STATED GOAL: Find "# test: pointer returns one pin per instance of the office" in the data below; transcribe the line it appears on and each line after it, exactly, to the end, and nothing else.

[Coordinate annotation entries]
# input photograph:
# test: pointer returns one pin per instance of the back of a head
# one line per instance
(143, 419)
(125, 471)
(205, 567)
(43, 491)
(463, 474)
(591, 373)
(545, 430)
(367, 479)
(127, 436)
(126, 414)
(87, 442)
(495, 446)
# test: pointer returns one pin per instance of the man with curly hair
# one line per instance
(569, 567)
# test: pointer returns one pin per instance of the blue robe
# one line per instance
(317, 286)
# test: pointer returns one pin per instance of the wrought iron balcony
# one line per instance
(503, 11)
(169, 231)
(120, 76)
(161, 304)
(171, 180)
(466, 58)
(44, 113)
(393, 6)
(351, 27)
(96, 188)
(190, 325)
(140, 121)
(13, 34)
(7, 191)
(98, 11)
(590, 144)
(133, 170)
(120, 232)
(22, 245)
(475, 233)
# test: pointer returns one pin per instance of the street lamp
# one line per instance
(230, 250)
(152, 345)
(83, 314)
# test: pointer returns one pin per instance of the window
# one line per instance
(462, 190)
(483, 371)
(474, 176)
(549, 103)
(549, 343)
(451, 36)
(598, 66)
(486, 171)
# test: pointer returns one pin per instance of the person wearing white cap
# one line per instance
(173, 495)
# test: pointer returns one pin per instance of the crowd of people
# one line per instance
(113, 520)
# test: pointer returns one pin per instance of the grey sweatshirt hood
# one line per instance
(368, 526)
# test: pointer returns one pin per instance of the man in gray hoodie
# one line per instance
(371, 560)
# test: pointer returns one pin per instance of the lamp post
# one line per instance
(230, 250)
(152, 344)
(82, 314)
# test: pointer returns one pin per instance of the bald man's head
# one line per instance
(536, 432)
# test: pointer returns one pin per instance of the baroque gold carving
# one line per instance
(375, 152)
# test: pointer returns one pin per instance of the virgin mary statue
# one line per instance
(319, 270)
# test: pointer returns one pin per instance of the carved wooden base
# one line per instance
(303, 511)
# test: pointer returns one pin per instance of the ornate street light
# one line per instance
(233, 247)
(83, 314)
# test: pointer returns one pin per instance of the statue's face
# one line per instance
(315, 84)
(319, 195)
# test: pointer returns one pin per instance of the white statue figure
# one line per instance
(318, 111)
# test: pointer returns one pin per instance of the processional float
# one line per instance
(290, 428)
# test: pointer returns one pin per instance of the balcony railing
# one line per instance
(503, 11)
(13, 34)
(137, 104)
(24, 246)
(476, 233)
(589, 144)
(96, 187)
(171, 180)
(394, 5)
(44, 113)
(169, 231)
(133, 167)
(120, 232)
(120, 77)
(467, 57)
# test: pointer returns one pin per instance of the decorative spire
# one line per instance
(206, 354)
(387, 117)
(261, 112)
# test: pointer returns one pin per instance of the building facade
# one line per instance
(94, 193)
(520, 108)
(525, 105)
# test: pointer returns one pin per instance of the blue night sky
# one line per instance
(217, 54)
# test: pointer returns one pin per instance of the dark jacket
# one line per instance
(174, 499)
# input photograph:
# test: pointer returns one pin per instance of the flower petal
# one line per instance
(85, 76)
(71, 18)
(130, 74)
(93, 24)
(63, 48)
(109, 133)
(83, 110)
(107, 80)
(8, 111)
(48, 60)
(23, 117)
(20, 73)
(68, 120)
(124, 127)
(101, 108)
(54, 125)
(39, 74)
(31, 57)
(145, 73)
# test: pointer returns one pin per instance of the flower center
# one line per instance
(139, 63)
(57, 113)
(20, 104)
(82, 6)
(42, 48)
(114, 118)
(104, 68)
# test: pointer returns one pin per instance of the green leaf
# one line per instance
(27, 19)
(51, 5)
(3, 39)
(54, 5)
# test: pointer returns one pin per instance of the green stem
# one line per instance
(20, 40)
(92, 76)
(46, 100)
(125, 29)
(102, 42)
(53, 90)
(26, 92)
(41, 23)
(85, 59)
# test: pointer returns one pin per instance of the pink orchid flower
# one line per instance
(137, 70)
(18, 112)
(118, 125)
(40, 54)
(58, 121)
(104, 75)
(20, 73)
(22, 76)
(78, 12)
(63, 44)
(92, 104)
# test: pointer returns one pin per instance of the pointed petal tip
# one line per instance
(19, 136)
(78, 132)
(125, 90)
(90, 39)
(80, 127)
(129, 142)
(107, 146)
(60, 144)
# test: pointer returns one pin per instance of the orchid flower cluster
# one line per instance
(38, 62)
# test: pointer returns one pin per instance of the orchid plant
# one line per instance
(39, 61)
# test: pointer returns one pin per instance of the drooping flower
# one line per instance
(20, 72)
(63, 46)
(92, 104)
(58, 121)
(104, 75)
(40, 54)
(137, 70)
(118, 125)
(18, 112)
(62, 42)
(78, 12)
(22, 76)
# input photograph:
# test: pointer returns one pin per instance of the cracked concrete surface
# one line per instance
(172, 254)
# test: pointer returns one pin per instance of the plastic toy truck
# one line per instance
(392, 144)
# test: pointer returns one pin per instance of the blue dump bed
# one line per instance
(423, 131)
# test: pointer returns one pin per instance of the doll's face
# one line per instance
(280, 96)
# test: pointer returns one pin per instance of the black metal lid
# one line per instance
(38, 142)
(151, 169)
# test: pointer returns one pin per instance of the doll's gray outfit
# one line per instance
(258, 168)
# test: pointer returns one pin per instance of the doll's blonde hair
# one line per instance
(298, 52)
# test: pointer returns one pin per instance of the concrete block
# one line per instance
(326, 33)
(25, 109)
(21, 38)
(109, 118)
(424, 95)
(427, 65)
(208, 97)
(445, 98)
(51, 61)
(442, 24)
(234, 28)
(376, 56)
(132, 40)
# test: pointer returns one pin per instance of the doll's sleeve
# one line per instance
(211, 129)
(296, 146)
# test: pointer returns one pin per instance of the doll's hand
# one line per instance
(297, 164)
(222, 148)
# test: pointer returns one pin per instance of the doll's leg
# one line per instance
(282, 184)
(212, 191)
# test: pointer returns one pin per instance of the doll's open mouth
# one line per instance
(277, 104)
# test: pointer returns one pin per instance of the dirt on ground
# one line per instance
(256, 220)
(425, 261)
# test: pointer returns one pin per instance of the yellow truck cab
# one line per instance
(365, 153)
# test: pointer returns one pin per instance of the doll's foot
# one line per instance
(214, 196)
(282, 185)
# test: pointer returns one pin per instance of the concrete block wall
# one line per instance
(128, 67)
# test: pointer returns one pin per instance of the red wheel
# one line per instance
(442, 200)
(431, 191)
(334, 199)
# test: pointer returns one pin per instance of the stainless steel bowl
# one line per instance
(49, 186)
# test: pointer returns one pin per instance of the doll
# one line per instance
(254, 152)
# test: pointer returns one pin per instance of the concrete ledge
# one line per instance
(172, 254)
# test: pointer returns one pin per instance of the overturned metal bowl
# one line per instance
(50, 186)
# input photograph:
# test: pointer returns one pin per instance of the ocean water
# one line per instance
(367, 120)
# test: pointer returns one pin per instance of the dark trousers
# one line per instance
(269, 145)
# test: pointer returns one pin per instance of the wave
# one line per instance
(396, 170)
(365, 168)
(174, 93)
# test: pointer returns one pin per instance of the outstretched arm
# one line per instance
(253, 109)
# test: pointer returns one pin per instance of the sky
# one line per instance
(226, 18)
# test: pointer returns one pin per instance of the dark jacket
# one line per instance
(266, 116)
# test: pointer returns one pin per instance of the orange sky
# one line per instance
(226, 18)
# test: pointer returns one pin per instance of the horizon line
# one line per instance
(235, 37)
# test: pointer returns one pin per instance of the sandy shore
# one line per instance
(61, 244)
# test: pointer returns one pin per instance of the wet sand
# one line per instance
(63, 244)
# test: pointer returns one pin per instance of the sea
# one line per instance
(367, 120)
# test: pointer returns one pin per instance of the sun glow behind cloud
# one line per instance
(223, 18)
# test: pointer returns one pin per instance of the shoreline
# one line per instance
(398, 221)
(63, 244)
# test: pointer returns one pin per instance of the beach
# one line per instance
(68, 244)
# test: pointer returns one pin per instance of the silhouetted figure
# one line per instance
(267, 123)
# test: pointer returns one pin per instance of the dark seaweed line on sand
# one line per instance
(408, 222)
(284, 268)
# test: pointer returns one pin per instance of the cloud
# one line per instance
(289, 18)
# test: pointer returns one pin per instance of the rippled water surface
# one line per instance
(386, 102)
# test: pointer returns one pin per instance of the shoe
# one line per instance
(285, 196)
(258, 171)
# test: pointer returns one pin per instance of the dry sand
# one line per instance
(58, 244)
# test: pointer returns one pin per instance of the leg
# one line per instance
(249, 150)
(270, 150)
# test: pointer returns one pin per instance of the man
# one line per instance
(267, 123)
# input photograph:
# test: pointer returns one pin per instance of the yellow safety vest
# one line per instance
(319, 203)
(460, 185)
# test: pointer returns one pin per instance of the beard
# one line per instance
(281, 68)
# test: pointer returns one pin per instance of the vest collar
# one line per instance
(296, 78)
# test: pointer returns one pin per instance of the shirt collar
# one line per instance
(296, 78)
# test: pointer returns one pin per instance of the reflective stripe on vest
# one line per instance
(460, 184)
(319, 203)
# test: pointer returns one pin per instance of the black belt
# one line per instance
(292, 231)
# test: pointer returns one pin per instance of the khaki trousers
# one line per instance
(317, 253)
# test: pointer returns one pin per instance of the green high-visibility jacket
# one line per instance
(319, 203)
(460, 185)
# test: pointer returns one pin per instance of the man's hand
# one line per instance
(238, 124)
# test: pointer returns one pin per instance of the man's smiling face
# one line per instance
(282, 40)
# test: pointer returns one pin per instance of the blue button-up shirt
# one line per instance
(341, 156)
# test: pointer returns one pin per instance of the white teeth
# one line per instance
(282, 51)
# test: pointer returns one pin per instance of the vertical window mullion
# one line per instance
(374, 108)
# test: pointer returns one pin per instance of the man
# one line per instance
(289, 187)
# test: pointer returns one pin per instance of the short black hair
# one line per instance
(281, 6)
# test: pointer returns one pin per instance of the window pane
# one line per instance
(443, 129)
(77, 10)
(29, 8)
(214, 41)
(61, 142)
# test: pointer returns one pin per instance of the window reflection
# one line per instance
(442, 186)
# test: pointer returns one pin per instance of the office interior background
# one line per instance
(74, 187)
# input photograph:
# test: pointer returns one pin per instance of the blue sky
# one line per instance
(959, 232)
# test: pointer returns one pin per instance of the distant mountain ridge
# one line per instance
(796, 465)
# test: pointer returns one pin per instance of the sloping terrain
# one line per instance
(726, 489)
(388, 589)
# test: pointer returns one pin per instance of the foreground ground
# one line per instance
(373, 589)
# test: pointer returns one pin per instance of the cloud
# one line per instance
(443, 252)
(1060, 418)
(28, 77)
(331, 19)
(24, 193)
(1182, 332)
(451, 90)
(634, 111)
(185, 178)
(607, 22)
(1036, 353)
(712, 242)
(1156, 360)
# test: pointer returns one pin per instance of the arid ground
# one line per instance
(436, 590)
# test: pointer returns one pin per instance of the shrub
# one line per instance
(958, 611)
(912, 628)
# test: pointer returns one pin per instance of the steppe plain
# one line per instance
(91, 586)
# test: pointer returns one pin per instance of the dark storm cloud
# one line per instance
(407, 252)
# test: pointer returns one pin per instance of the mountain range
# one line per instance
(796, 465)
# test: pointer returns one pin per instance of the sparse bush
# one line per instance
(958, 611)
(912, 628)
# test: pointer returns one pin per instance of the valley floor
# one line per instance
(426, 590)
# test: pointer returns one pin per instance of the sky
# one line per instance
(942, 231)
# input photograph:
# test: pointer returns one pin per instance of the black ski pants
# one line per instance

RESPONSE BELOW:
# test: pointer returns one pin per instance of the office interior background
# one line per instance
(74, 187)
# input photograph:
# test: pointer returns one pin per instance of the blue sky
# one line per instance
(959, 232)
# test: pointer returns one pin per instance of the distant mountain ridge
# one line per instance
(796, 465)
# test: pointer returns one pin per instance of the sloping terrain
# one line per instance
(726, 489)
(388, 589)
# test: pointer returns one pin per instance of the foreground ground
# one line per instance
(373, 589)
# test: pointer returns one pin per instance of the cloud
# one line per instance
(443, 252)
(1060, 418)
(28, 77)
(331, 19)
(24, 193)
(1182, 332)
(451, 90)
(634, 111)
(185, 178)
(607, 22)
(1036, 353)
(712, 242)
(1156, 360)
# test: pointer returns one pin per instance of the arid ground
# one line per instance
(436, 590)
# test: pointer returns one pin per instance of the shrub
# one line per instance
(958, 611)
(912, 628)
# test: pointer returns one pin per instance of the steppe plain
# one line per instance
(91, 586)
# test: pointer returns one pin per instance of the dark storm cloud
# one line per instance
(407, 252)
# test: pointer returns one pin per instance of the mountain range
# one line per instance
(796, 465)
# test: pointer returns one pin per instance of the sparse bush
# one line per instance
(958, 611)
(912, 628)
# test: pointer returns one pin per instance of the valley floor
# one line per instance
(426, 590)
# test: pointer returns one pin per instance of the sky
# one line per instance
(942, 231)
# input photograph:
# test: pointer returns one pin per instance of the black ski pants
# one line per instance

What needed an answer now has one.